* PROBLEM DESCRIPTION *
Take every line from the listing below that contains "race".

========================================================================

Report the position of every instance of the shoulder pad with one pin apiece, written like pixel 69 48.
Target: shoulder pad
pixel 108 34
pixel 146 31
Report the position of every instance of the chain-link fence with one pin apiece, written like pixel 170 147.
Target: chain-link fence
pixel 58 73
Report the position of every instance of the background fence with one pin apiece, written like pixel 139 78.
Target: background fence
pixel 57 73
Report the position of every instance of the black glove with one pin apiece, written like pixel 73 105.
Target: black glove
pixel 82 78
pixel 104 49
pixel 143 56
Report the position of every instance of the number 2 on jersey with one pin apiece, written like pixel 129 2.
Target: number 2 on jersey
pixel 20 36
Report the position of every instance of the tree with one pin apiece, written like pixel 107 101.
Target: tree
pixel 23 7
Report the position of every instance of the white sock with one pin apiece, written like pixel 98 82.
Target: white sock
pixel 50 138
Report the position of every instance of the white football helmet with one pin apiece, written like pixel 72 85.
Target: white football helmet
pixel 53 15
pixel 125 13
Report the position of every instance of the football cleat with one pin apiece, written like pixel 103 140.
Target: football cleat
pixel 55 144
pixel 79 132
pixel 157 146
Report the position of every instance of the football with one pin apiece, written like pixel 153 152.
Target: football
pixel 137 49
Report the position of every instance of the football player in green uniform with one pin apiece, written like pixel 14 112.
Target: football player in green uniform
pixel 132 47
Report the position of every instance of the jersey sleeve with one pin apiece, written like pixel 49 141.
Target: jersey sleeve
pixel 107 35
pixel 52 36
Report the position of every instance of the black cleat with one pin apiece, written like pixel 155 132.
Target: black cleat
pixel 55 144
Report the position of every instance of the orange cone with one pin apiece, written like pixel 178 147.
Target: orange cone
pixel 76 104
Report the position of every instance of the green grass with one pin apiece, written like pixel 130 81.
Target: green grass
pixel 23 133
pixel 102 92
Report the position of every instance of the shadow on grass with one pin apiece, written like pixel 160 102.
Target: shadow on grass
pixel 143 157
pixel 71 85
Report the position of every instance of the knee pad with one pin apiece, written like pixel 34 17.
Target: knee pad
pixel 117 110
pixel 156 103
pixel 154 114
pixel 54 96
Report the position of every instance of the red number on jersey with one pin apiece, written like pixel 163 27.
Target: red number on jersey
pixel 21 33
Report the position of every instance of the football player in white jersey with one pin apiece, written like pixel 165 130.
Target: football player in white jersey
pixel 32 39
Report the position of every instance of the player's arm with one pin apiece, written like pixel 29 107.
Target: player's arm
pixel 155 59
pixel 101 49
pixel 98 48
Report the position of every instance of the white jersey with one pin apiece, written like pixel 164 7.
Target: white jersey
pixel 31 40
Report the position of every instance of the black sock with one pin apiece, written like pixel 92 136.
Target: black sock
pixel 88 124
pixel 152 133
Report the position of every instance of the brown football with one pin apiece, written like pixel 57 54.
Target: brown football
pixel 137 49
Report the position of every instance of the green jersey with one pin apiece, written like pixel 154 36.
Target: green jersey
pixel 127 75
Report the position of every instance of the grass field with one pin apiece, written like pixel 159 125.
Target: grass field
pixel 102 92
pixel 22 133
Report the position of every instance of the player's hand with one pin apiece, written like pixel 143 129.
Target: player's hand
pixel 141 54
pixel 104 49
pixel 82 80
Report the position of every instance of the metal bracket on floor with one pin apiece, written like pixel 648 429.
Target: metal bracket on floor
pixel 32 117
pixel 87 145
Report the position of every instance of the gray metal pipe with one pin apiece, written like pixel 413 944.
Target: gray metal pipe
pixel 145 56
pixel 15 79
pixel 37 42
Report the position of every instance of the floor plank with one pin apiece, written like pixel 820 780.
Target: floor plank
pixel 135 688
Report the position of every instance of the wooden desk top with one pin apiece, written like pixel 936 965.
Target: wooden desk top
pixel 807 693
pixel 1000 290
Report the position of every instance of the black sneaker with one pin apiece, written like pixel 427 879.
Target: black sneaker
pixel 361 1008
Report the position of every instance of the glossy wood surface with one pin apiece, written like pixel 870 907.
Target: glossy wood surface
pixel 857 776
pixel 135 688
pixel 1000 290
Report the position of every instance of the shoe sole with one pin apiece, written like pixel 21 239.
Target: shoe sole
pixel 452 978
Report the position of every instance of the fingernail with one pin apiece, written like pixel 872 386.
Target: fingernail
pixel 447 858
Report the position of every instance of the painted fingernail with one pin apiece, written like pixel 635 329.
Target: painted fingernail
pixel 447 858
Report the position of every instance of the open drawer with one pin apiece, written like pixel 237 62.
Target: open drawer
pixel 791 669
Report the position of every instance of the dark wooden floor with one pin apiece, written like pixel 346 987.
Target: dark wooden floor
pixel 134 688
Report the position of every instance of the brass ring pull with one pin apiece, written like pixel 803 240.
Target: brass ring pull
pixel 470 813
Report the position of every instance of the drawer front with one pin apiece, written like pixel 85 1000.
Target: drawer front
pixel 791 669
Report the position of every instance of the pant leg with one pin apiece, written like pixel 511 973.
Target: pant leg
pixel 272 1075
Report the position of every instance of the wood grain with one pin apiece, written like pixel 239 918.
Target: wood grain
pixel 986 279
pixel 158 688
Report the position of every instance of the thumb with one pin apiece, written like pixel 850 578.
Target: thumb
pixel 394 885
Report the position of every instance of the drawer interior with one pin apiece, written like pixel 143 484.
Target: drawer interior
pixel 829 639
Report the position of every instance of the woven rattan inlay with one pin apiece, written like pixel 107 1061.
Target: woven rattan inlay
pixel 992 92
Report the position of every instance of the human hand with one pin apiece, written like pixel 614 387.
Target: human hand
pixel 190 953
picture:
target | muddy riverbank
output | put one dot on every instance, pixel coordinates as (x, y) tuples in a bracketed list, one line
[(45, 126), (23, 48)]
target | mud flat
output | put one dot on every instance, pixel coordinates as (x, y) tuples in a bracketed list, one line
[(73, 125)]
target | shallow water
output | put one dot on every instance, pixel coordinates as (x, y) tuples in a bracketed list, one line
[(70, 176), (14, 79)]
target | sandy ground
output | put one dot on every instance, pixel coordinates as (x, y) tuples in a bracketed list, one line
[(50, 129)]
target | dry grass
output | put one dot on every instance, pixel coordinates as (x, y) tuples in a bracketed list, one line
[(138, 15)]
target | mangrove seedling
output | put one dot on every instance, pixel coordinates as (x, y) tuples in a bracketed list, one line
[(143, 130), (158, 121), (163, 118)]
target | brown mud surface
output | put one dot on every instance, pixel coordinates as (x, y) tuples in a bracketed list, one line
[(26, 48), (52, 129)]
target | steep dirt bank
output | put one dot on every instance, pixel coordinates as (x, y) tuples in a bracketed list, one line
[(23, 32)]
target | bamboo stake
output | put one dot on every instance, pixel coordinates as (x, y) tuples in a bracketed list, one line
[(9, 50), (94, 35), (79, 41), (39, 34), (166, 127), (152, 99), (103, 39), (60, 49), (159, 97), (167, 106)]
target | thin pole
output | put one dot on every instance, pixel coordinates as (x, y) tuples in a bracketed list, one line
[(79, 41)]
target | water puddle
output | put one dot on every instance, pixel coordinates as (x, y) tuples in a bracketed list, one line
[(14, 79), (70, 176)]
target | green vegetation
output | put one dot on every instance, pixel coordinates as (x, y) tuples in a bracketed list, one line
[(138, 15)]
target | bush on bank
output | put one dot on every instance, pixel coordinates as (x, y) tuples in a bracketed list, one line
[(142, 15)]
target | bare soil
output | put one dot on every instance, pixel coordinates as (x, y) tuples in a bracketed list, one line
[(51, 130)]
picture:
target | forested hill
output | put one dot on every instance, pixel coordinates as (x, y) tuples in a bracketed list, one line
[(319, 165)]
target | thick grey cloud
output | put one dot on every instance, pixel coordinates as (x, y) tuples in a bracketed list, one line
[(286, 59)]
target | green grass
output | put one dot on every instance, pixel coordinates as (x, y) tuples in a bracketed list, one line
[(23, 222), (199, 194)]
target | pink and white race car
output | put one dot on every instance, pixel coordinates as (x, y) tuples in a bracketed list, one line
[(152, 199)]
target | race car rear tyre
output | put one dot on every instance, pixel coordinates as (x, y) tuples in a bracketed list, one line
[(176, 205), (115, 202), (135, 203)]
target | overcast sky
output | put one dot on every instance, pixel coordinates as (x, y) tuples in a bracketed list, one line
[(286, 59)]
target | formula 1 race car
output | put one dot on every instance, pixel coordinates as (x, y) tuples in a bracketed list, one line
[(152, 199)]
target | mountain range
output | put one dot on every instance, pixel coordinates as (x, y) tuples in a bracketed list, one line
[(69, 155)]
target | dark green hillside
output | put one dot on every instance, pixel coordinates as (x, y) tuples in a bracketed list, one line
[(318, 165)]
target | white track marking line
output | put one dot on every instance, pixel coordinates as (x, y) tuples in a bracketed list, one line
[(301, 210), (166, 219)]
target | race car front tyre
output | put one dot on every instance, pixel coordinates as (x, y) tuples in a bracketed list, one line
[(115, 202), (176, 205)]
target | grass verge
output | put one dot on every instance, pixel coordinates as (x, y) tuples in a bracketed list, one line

========================================================================

* THE COMPLETED TASK *
target | pink and white race car
target | race car rear tyre
target | formula 1 race car
target | race car front tyre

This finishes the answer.